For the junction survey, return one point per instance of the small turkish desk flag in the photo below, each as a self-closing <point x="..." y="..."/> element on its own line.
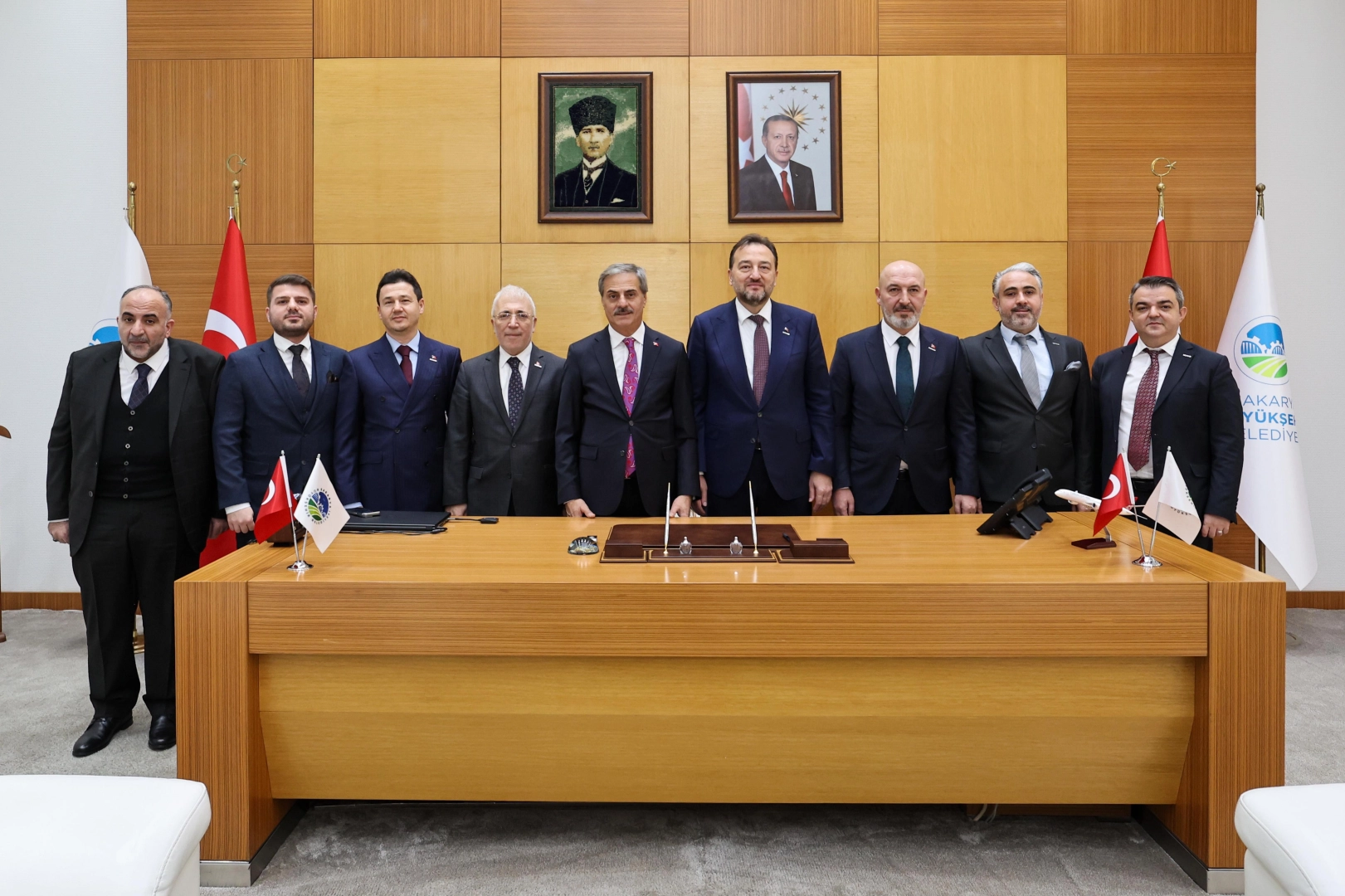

...

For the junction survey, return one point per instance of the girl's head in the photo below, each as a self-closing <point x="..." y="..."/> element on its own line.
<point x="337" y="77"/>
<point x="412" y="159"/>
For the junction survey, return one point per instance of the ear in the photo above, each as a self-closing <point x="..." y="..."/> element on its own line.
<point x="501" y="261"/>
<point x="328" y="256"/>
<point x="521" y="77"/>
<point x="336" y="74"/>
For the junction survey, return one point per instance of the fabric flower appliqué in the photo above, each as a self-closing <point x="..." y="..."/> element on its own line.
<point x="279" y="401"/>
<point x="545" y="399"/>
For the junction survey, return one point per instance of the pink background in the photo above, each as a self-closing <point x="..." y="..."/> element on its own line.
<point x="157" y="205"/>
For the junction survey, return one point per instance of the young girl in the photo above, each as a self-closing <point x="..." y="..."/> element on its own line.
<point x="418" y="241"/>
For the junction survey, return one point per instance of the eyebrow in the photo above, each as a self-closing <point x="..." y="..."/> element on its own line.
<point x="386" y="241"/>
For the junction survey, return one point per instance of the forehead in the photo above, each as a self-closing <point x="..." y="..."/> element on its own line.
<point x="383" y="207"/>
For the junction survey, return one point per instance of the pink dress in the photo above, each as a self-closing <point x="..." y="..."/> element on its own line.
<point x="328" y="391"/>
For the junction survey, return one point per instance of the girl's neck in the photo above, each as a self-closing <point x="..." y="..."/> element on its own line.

» **AIM OF THE EXERCISE**: All lines in the listing above from the line containing "the pink dress" to the line containing "the girl's neck", inclusive, should be retyped exactly; no other lines should appear.

» **RESPONSE BOX**:
For the junction survey, return one point per instance of the pink dress in the photo above, each as a self-closing <point x="..." y="..."/> element on its own line.
<point x="328" y="391"/>
For the junction survey, return one point per instance of the girl's neck in the photo above, each as a self-closing <point x="..." y="..."/> element on its own line.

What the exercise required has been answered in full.